* **Given instruction**
Convert all of the material below into a Markdown table with two columns, Row and Line. Each non-blank line gets its own numbered row, and blank lines are skipped.
════════════════════
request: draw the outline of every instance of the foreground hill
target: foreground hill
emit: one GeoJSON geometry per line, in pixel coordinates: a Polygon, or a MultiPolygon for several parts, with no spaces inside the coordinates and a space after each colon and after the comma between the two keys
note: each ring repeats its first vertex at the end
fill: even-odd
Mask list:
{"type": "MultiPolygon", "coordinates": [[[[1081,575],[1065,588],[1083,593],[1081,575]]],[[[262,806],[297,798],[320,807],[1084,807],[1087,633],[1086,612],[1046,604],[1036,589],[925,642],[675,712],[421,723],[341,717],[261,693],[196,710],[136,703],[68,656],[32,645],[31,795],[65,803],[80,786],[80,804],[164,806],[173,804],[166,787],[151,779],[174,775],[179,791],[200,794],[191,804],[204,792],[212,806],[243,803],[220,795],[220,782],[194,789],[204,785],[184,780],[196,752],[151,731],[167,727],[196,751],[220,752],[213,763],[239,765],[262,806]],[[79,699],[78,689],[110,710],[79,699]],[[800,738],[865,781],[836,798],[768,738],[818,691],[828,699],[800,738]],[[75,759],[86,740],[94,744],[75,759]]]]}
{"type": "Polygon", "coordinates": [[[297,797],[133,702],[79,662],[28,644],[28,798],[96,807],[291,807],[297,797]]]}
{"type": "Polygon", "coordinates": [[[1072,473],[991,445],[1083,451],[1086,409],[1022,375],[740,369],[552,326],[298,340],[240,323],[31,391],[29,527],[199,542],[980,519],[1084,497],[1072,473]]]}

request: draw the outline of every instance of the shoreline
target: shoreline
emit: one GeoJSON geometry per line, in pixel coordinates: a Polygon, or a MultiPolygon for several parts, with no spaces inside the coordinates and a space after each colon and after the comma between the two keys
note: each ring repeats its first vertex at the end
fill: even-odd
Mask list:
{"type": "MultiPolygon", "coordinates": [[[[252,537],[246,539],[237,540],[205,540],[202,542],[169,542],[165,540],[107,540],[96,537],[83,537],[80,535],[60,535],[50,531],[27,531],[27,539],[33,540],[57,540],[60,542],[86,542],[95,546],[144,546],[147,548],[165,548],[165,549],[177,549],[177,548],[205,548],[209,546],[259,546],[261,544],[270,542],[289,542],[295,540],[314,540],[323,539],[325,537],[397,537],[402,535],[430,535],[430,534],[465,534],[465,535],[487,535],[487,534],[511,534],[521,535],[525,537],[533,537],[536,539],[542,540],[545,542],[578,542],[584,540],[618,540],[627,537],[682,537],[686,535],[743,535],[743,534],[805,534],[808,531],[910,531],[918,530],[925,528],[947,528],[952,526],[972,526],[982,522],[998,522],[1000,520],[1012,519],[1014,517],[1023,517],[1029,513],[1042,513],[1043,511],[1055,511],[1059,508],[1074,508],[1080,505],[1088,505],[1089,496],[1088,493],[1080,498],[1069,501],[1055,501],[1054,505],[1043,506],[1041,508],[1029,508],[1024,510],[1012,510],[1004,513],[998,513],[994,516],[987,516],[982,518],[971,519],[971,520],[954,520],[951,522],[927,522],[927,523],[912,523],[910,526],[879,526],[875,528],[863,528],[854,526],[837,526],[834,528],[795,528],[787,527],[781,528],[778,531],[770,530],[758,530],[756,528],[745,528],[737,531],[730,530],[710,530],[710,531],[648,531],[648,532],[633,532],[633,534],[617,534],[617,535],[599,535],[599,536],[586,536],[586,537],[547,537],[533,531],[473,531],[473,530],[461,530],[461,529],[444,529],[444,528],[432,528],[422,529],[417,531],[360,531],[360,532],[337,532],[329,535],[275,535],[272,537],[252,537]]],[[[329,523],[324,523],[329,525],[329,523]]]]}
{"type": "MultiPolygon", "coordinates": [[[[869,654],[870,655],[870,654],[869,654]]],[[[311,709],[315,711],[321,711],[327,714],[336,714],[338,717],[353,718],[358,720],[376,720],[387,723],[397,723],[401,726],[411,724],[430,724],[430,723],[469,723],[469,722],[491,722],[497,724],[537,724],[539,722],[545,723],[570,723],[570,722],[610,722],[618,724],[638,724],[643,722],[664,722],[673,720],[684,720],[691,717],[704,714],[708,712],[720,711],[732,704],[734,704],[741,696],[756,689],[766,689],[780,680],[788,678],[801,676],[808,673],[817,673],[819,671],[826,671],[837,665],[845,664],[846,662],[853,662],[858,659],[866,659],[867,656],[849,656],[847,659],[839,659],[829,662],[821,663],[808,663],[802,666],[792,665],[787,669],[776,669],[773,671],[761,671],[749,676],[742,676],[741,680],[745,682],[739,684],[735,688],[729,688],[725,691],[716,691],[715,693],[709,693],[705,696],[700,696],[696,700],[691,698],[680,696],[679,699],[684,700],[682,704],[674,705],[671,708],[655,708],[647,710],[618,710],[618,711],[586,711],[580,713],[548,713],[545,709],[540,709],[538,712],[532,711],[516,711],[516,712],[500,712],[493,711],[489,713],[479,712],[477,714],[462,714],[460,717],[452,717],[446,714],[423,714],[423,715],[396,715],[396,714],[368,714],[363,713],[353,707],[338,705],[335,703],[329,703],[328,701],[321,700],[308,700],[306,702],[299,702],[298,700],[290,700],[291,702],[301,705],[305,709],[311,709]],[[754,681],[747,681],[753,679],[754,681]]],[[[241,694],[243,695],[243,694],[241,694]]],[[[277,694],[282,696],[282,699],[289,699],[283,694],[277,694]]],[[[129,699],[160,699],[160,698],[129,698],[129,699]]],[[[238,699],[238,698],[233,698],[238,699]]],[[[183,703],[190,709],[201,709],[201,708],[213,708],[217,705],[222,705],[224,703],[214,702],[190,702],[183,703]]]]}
════════════════════
* **Worked answer**
| Row | Line |
|---|---|
| 1 | request: draw the outline of every instance of the foreground hill |
| 2 | target: foreground hill |
| 3 | emit: one GeoJSON geometry per line, in pixel coordinates: a Polygon, or a MultiPolygon for several parts, with no spaces inside the coordinates and a space after each colon and after the comma between the two keys |
| 4 | note: each ring repeats its first vertex at the end |
| 5 | fill: even-odd |
| 6 | Mask list: |
| 7 | {"type": "MultiPolygon", "coordinates": [[[[1081,575],[1065,588],[1083,593],[1081,575]]],[[[262,806],[297,798],[320,807],[1084,807],[1087,633],[1086,612],[1046,604],[1036,589],[925,642],[675,712],[421,723],[341,717],[261,693],[196,710],[136,703],[68,656],[32,645],[31,795],[65,803],[80,786],[80,804],[164,806],[173,804],[166,787],[151,779],[174,775],[179,791],[200,794],[191,804],[204,792],[212,806],[243,803],[220,795],[220,782],[194,789],[204,785],[184,780],[196,752],[151,731],[167,727],[196,751],[220,752],[213,763],[239,765],[262,806]],[[79,699],[78,689],[110,710],[79,699]],[[800,738],[865,781],[836,798],[768,738],[818,691],[828,699],[800,738]],[[75,759],[86,740],[94,744],[75,759]]]]} |
| 8 | {"type": "Polygon", "coordinates": [[[297,797],[133,702],[79,662],[28,644],[28,798],[96,807],[291,807],[297,797]]]} |
| 9 | {"type": "Polygon", "coordinates": [[[1072,473],[991,445],[1083,451],[1086,409],[1022,375],[740,369],[552,326],[298,340],[240,323],[31,391],[29,527],[199,542],[980,519],[1084,497],[1072,473]]]} |
| 10 | request: draw the outline of every instance of the shoreline |
| 11 | target: shoreline |
| 12 | emit: one GeoJSON geometry per line, in pixel coordinates: a Polygon, or a MultiPolygon for several parts, with no spaces inside the coordinates and a space after each colon and after the comma between the two keys |
| 13 | note: each ring repeats its first vertex at the end |
| 14 | fill: even-odd |
| 15 | Mask list: |
| 16 | {"type": "MultiPolygon", "coordinates": [[[[252,537],[246,539],[237,540],[205,540],[202,542],[169,542],[165,540],[107,540],[96,537],[83,537],[80,535],[60,535],[50,531],[27,531],[27,539],[33,540],[57,540],[60,542],[86,542],[95,546],[144,546],[147,548],[165,548],[165,549],[177,549],[177,548],[205,548],[209,546],[259,546],[261,544],[270,542],[289,542],[295,540],[314,540],[323,539],[325,537],[397,537],[402,535],[430,535],[430,534],[465,534],[465,535],[487,535],[487,534],[511,534],[521,535],[525,537],[533,537],[536,539],[542,540],[545,542],[578,542],[584,540],[618,540],[627,537],[682,537],[686,535],[743,535],[743,534],[805,534],[808,531],[910,531],[918,530],[925,528],[947,528],[952,526],[972,526],[982,522],[998,522],[1000,520],[1012,519],[1014,517],[1023,517],[1029,513],[1042,513],[1043,511],[1055,511],[1059,508],[1074,508],[1080,505],[1088,505],[1089,496],[1088,493],[1080,498],[1069,501],[1055,501],[1054,505],[1043,506],[1041,508],[1029,508],[1024,510],[1012,510],[1004,513],[998,513],[994,516],[987,516],[982,518],[971,519],[971,520],[954,520],[951,522],[927,522],[927,523],[912,523],[910,526],[879,526],[875,528],[863,528],[854,526],[837,526],[834,528],[795,528],[787,527],[781,528],[778,531],[770,530],[758,530],[756,528],[745,528],[737,531],[730,530],[710,530],[710,531],[648,531],[648,532],[633,532],[633,534],[617,534],[617,535],[599,535],[599,536],[586,536],[586,537],[547,537],[533,531],[473,531],[473,530],[461,530],[461,529],[444,529],[444,528],[432,528],[422,529],[417,531],[360,531],[360,532],[337,532],[329,535],[275,535],[272,537],[252,537]]],[[[329,523],[324,523],[329,525],[329,523]]]]} |
| 17 | {"type": "MultiPolygon", "coordinates": [[[[869,654],[870,655],[870,654],[869,654]]],[[[311,709],[315,711],[321,711],[327,714],[336,714],[338,717],[353,718],[358,720],[376,720],[387,723],[397,723],[401,726],[411,724],[430,724],[430,723],[469,723],[469,722],[491,722],[497,724],[537,724],[539,722],[545,723],[570,723],[570,722],[610,722],[618,724],[638,724],[643,722],[664,722],[673,720],[684,720],[691,717],[704,714],[708,712],[720,711],[732,704],[734,704],[741,696],[756,689],[766,689],[780,680],[788,678],[801,676],[808,673],[817,673],[819,671],[826,671],[837,665],[845,664],[846,662],[853,662],[858,659],[866,659],[867,656],[849,656],[847,659],[839,659],[829,662],[821,663],[808,663],[802,666],[792,665],[787,669],[776,669],[773,671],[761,671],[749,676],[742,676],[741,680],[745,682],[739,684],[735,688],[729,688],[725,691],[716,691],[715,693],[709,693],[705,696],[700,696],[696,700],[691,698],[680,696],[679,699],[684,700],[682,704],[674,705],[671,708],[655,708],[647,710],[618,710],[618,711],[586,711],[580,713],[548,713],[545,709],[540,709],[538,712],[532,711],[516,711],[516,712],[500,712],[493,711],[489,713],[479,712],[477,714],[462,714],[460,717],[452,717],[446,714],[423,714],[423,715],[396,715],[396,714],[368,714],[363,713],[353,707],[338,705],[335,703],[329,703],[328,701],[321,700],[308,700],[306,702],[299,702],[298,700],[290,700],[291,702],[301,705],[305,709],[311,709]],[[754,681],[747,681],[753,679],[754,681]]],[[[241,694],[243,695],[243,694],[241,694]]],[[[277,694],[282,696],[282,699],[289,699],[283,694],[277,694]]],[[[129,699],[160,699],[160,698],[129,698],[129,699]]],[[[238,699],[238,698],[233,698],[238,699]]],[[[183,703],[190,709],[201,709],[201,708],[213,708],[217,705],[222,705],[224,703],[214,702],[190,702],[183,703]]]]} |